Sesungguhnya Jahannam itu seburuk-buruk tempat menetap dan tempat kediaman. (QS Al Furqan 65).
Sifat ketiga untuk menjadi hamba yang ‘Ibadurrahman yaitu senantiasa tahajjud dikeheningan malam di saat kebanyakan manusia sedang tidur atau menghabiskan malam untuk waktu istirahat mereka. Pada kondisi inilah disaat hati sedang tenang karena jauh dari berbagai kesibukan urusan dunia.
Mereka adalah orang yang menyedikitkan tidurnya, menjauhkan diri dari hal-hal yang melalaikan jiwa mereka di malam hari. Rasa takut dan harapan mereka terhadap Rabb mereka telah mampu menjadikan mereka sebagai manusia-manusia penghidup malam.
Waktu malam merupakan waktu yang tepat untuk beribadah dan bermunajat kepada Allah subhanahu wa ta’ala. Waktu yang mustajab untuk berdoa kepada Allah subhanahu wa ta’ala. Dalam sebuah hadist yang diriwayatkan oleh Imam Bukhari, dari Abu Hurairah Radhiyallahu ‘anhu sesungguhnya Rasulullah shallallahu ‘alaihi wa sallam bersabda, “Sesungguhnya Rabb kami yang Maha Berkah lagi Maha Tinggi turun setiap malam ke langit dunia hingga tersisa sepertiga akhir malam, lalu Berfirman: ‘Barangsiapa yang berdoa, maka Aku akan kabulkan, barangsiapa yang memohon, pasti Aku akan perkenankan dan barangsiapa yang meminta ampun, pasti Aku akan mengampuninya.’” ( HR. Al Bukhari). [3]
4.    Ketakutan Mereka dari Adzab Neraka Jahannam
š
Artinya  Dan orang-orang yang berkata: "Ya Tuhan kami, jauhkan azab Jahannam dari kami, Sesungguhnya azabnya itu adalah kebinasaan yang kekal".  (QS Al-Furqan 65). Sesungguhnya Jahannam itu seburuk-buruk tempat menetap dan tempat kediaman. (QS Al-Furqan 66).

★ ★ ★ ★ ★

Teruskan bacaan tentang sifat-sifat ‘Ibadurrahman di atas, mulai sesudah kalimat terakhirnya.

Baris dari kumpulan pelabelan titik
★ ★ ★ ★ ★

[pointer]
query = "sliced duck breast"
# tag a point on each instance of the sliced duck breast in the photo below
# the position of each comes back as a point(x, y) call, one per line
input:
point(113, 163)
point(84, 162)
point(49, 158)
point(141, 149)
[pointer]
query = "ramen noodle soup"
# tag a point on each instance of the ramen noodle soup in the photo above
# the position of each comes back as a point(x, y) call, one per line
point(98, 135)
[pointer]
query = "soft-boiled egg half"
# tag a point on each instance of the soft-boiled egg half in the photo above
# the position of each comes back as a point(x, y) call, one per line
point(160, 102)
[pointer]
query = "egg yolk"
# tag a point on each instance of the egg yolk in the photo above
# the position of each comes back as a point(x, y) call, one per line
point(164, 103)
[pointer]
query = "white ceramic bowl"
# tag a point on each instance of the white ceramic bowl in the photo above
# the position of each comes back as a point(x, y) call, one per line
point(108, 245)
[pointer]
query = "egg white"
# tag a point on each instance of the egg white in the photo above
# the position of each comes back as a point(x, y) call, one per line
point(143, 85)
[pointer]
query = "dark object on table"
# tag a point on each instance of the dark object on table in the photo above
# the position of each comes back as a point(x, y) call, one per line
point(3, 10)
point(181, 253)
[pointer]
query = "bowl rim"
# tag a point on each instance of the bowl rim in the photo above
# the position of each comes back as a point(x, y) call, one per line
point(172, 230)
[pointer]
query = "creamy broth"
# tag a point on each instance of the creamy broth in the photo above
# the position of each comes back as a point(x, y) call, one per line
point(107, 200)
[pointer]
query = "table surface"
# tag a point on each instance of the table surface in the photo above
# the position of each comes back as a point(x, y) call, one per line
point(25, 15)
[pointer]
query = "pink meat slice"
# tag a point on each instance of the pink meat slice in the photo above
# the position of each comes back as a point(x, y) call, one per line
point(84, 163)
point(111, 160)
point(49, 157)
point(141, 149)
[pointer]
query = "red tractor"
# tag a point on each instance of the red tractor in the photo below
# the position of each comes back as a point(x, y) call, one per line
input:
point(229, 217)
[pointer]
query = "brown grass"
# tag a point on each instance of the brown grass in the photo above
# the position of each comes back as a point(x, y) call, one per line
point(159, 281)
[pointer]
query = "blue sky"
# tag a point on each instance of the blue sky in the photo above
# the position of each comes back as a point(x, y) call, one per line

★ ★ ★ ★ ★

# JAWABAN YANG DIHARAPKAN
Sifat hamba yang ‘Ibadurrahman adalah mereka takut terhadap adzab neraka Jahannam. Secara umum makna ayat ini yaitu Sesungguhnya mereka beribadah kepada Rabb mereka, mereka takut terhadap siksa-siksa-Nya, sesungguhnya adzab Rabb mereka, tidak ada orang yang merasa aman dari kedatangannya, sehingga diantara mereka ada yang tamak dan senantiasa mengharapkan rahmat dari Allah, berada dalam ketakutan, dan kekhawatiran terhadap adzab serta siksaan-Nya. Begitu pula keadaan orang-orang yang beriman kepada Allah , mereka tidak pernah putus asa memohon kepada Allah , dan tidak pernah merasa tenang akan siksa dari-Nya. (Diriwayatkan oleh Thabrani di dalam Al- Ausath)
Kedahsyatan adzab neraka Jahannam sudah banyak digambarkan melalui ayat-ayat Al Qur’an. Rasulullah shallallahu ‘alaihi wa sallam bersabda dalam menerangkan firman Allah subhanahu wa ta’ala:
“Dihadapannya ada Jahannam dan dia diberi minuman dengan air nanah itu dan hampir dia tidak bisa menelannya dan datanglah (bahaya) maut kepadanya dari segenap penjuru, tetapi dia tidak juga mati, dan dihadapannya masih ada adzab yang berat.” (QS. Ibrahim: 16-17). [4]
5.    Tidak Berlebihan dalam Membelanjakan Harta

 Dan orang-orang yang apabila membelanjakan (harta), mereka tidak berlebihan, dan tidak (pula) kikir, dan adalah (pembelanjaan itu) di tengah-tengah antara yang demikian. (QS Al-Furqan 77)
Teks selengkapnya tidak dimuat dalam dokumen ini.